* BEGIN THE RECORDS *
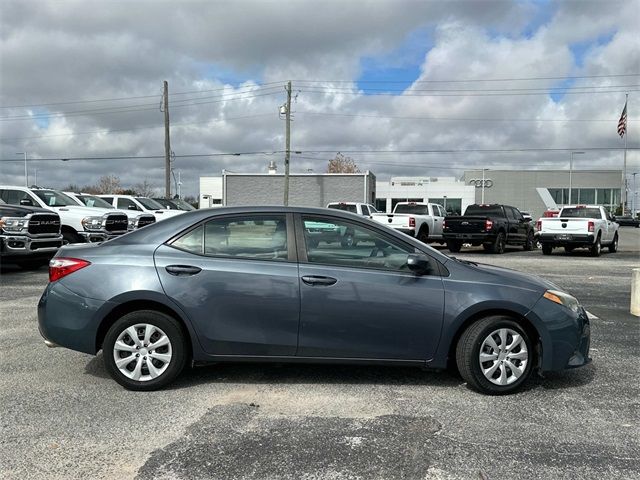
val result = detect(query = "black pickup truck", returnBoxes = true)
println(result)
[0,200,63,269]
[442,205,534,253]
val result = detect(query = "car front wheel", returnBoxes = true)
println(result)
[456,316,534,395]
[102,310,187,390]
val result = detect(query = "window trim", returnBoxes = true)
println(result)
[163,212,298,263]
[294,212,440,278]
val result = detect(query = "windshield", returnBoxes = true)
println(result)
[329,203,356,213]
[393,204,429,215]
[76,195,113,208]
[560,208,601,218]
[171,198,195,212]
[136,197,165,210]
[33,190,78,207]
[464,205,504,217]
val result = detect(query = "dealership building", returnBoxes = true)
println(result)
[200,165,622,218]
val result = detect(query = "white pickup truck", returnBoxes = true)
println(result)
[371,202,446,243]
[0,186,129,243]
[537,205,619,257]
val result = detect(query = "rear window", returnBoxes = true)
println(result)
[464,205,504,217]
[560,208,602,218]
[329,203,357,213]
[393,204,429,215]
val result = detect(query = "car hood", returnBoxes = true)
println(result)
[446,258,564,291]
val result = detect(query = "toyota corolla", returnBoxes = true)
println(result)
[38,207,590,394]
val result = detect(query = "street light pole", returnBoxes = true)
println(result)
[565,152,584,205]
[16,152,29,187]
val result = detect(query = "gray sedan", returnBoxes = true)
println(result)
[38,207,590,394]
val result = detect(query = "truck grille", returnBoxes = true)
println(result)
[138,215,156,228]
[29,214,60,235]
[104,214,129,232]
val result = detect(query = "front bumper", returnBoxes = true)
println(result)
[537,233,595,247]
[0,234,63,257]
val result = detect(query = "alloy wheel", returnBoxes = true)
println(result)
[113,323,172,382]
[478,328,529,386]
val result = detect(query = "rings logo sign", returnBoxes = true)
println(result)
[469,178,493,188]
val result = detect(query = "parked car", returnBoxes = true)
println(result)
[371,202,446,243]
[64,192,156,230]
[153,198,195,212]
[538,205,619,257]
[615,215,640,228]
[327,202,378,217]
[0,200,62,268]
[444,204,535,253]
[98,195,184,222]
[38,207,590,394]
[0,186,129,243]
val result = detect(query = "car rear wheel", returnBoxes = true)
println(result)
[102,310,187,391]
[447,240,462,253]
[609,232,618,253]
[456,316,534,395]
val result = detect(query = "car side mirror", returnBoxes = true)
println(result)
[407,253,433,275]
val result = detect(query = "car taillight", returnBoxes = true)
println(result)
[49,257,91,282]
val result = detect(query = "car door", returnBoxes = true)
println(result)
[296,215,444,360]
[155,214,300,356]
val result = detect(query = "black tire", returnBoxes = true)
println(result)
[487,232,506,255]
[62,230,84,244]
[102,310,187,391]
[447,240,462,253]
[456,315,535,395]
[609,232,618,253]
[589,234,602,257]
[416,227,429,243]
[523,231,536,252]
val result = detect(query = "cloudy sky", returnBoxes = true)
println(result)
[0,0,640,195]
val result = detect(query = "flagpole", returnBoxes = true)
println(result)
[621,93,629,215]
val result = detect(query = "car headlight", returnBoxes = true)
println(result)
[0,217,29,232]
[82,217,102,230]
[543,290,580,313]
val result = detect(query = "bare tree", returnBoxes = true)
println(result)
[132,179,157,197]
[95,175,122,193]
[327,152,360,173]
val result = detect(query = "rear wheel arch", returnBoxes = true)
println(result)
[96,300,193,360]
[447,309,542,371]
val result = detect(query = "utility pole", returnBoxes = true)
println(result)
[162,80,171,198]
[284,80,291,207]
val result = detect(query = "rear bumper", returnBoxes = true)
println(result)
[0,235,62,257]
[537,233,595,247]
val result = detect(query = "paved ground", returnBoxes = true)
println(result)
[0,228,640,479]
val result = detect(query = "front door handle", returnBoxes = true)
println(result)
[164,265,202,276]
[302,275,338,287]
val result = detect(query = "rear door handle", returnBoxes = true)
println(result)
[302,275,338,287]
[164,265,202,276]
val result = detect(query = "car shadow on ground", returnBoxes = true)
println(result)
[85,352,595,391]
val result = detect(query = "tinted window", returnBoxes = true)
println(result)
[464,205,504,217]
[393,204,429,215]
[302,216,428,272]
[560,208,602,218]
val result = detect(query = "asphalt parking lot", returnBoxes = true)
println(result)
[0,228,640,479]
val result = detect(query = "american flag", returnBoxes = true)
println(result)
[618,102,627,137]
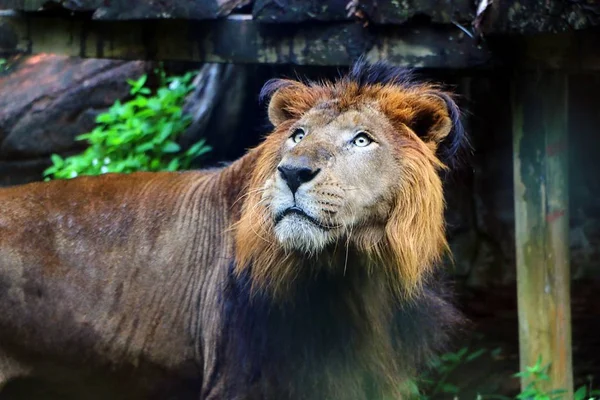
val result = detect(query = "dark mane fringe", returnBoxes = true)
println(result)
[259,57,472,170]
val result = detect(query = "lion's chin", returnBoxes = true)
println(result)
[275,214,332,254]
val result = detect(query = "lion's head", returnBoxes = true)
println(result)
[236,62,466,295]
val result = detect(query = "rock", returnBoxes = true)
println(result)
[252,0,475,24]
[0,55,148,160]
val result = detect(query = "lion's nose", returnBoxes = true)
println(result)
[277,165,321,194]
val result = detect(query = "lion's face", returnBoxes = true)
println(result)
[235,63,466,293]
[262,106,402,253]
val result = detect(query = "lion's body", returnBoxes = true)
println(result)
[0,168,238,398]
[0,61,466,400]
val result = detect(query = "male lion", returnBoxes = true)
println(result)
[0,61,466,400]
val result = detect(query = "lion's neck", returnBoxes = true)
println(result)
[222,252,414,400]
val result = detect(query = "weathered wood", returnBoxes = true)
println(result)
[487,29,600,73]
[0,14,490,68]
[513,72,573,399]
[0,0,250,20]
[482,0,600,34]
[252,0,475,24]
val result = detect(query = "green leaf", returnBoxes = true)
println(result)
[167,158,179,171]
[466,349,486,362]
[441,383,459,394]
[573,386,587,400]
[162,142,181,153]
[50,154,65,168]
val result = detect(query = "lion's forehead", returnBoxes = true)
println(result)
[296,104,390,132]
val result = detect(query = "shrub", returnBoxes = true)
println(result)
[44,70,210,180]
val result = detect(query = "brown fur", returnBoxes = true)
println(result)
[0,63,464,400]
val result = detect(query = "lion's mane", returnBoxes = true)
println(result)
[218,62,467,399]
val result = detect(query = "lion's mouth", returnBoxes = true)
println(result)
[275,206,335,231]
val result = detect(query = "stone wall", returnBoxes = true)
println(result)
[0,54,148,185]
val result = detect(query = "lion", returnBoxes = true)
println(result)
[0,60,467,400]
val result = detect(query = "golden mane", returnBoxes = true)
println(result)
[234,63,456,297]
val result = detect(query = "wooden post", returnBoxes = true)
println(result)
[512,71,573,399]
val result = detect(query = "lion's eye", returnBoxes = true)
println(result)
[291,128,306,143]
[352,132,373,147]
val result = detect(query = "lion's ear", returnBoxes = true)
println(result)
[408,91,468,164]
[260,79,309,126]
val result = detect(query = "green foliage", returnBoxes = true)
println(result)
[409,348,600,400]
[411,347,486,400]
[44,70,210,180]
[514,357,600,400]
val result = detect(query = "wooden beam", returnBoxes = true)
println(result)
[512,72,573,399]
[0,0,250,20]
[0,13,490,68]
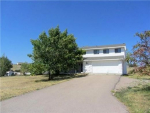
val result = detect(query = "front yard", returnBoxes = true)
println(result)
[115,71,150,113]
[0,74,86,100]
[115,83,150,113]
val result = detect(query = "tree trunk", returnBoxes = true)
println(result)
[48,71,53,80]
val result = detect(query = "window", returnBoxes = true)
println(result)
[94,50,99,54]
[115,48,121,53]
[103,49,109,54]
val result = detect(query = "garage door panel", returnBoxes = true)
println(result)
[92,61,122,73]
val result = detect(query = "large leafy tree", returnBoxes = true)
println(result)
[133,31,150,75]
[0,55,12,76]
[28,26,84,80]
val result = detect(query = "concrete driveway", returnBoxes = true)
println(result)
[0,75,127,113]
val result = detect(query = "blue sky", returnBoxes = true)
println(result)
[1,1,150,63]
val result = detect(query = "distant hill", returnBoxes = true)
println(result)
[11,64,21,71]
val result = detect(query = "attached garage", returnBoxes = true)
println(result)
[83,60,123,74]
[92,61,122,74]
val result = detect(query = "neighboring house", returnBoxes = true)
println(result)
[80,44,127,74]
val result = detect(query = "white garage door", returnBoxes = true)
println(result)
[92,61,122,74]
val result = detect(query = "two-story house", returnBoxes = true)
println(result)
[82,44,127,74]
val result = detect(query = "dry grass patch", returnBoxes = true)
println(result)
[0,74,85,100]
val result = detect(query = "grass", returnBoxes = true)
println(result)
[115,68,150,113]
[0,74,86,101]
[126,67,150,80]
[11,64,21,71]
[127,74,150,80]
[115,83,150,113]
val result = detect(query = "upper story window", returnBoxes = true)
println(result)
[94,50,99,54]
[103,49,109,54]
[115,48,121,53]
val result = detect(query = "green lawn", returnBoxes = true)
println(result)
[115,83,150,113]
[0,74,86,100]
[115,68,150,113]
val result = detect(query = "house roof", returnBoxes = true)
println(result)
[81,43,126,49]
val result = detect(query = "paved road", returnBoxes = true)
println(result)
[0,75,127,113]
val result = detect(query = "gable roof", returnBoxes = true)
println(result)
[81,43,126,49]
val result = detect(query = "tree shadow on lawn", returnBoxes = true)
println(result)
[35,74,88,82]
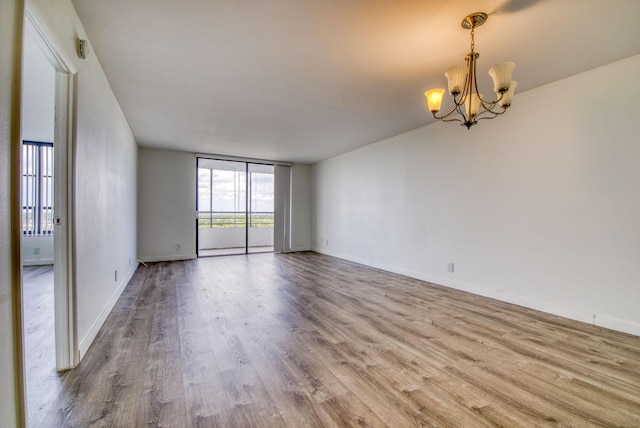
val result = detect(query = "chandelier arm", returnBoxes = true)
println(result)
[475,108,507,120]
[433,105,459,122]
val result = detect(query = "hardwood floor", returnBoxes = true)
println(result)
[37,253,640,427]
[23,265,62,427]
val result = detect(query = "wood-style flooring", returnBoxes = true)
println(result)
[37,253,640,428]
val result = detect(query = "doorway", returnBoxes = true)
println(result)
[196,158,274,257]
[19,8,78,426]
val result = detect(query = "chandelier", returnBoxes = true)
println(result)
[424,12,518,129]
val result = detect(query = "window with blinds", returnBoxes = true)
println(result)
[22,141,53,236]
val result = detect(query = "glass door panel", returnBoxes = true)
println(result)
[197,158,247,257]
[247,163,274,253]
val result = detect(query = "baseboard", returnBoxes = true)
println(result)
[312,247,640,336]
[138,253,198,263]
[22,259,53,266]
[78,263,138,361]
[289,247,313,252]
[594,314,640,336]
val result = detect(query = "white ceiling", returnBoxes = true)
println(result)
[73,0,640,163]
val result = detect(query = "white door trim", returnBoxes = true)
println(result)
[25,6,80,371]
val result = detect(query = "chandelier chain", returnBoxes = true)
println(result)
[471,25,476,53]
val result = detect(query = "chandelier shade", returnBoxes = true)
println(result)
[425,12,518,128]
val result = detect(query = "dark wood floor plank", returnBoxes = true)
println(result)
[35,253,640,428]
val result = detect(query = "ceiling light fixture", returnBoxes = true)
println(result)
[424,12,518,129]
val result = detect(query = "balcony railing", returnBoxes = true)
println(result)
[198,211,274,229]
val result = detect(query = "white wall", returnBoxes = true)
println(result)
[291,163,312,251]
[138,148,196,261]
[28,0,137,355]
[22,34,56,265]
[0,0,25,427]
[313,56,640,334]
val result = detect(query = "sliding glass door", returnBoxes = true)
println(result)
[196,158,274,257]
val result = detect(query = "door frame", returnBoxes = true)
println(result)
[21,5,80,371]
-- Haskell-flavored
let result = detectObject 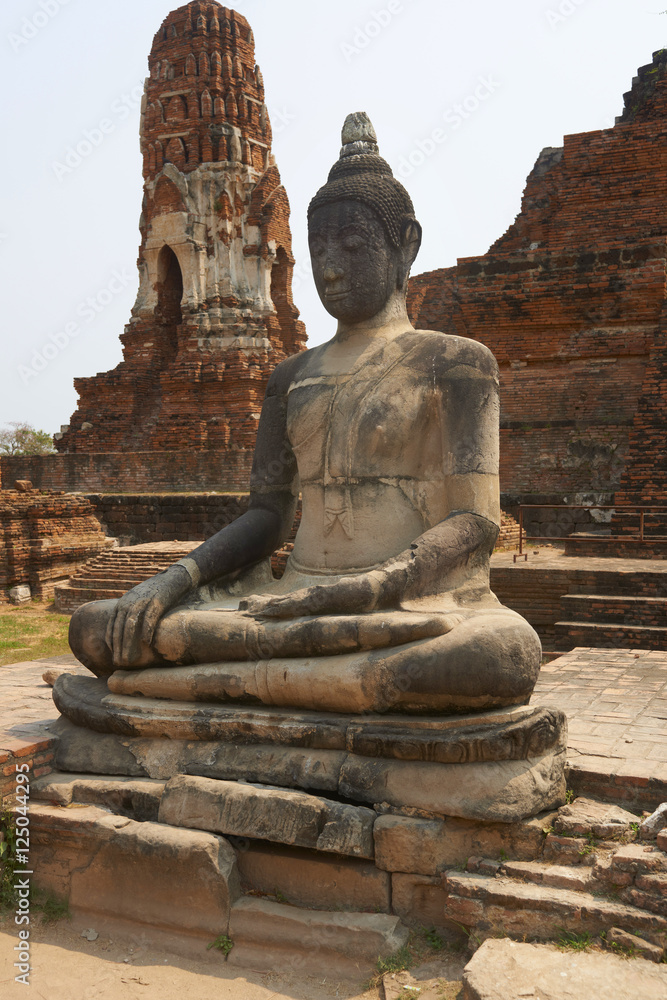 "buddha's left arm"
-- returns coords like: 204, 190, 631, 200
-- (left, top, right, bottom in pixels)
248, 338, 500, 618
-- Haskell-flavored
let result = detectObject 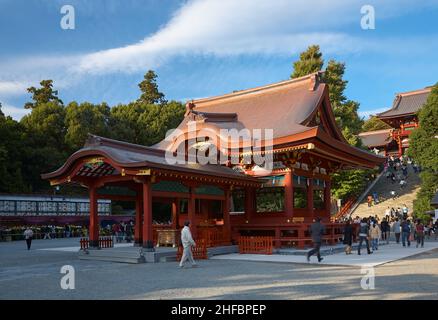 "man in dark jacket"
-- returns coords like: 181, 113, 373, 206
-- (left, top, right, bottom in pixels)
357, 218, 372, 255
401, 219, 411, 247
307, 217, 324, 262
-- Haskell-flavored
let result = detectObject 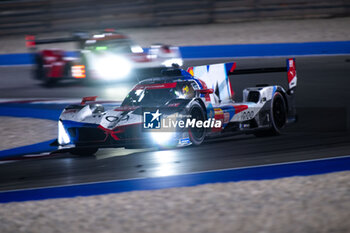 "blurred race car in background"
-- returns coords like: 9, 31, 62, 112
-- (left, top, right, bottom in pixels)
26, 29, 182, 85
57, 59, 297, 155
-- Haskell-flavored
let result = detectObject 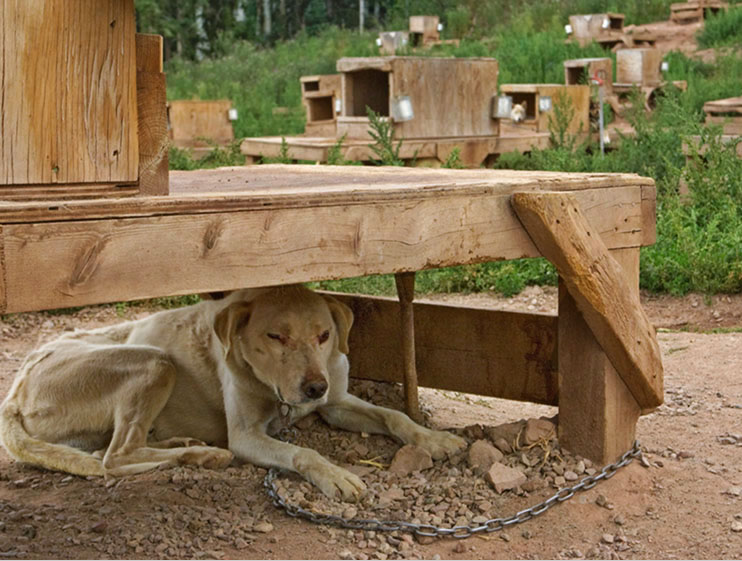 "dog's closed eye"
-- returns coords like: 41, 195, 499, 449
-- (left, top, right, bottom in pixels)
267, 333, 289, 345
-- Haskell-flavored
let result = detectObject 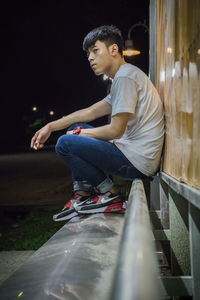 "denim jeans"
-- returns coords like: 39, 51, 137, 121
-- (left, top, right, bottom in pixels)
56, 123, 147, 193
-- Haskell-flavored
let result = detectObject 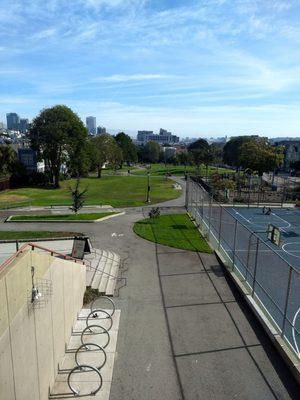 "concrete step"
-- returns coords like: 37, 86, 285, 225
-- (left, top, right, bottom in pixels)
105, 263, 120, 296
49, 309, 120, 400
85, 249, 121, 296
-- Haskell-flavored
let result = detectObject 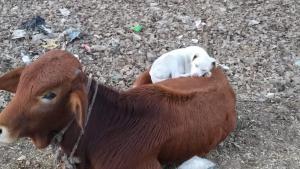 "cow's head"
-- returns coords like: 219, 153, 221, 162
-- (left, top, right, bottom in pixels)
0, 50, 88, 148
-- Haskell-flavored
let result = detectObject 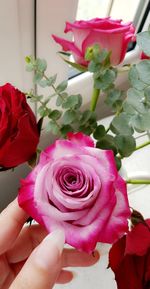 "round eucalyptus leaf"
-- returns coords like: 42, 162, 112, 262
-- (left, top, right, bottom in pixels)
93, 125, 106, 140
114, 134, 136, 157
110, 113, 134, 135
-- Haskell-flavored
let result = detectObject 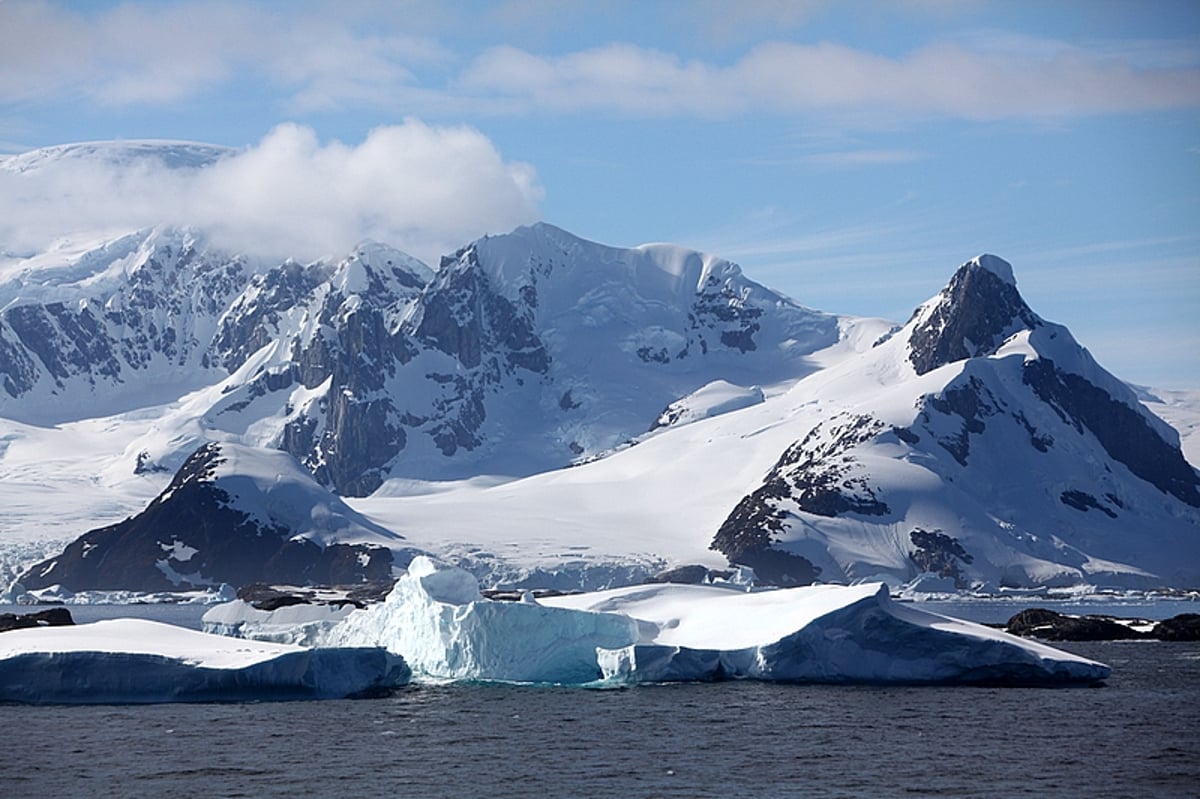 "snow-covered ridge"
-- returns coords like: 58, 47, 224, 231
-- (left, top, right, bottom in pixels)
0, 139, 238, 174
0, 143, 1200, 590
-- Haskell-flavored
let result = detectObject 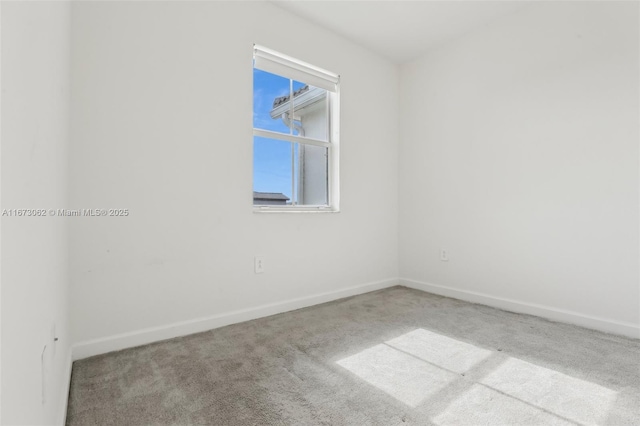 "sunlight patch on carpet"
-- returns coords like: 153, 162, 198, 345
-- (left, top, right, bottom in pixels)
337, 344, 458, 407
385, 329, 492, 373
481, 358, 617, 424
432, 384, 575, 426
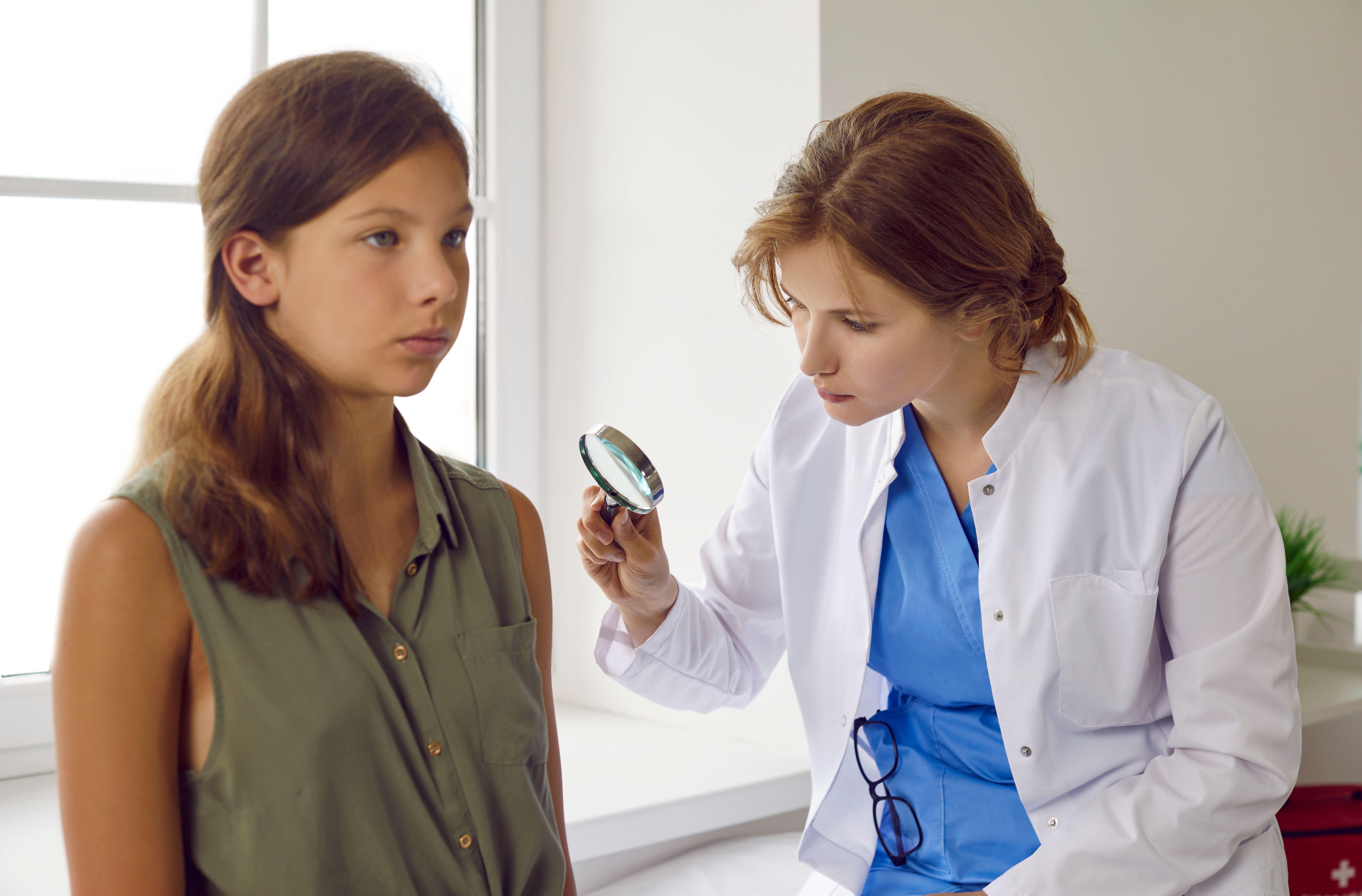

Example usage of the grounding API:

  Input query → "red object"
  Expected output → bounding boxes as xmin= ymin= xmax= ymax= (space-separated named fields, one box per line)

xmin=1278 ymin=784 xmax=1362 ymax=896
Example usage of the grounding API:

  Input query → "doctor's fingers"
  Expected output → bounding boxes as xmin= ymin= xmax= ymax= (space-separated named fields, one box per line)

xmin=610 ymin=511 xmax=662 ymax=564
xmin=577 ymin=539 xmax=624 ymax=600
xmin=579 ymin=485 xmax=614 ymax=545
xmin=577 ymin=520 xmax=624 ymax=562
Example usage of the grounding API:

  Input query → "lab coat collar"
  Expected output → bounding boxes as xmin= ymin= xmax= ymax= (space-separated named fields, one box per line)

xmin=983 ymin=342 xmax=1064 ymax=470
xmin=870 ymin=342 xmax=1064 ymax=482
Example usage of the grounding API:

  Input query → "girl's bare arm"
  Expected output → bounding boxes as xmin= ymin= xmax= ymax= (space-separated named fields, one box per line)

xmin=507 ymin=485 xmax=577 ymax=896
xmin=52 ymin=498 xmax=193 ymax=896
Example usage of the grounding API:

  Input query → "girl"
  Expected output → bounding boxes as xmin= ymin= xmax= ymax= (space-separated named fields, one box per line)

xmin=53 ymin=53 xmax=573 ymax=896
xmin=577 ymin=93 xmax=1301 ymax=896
* END THE RECORDS *
■ SHORT TASK:
Rewrite everything from the first of the rows above down through the line containing "[200,165,622,218]", both ends included and requests too, adding -111 to every bounding box coordinate in the answers. Leave the pictures out.

■ EXERCISE ANSWER:
val result = detect(query = "black pickup truck", returnBoxes = true)
println(result)
[-111,89,-48,158]
[331,94,423,142]
val result = detect(query = "car front wheel", returnBoxes = true)
println(result)
[345,205,423,284]
[-9,199,76,279]
val result = detect(query = "window trim", returnBoxes = true)
println(result)
[52,101,187,152]
[183,101,329,167]
val result = detect(query = "windshield", returnBoxes = true)
println(result)
[218,92,245,102]
[282,93,318,104]
[-35,84,2,97]
[449,97,490,107]
[60,87,84,101]
[25,86,54,99]
[-78,79,-33,96]
[353,94,393,106]
val result = detect(query = "dealership building", returnBoxes = true)
println(result)
[89,54,511,107]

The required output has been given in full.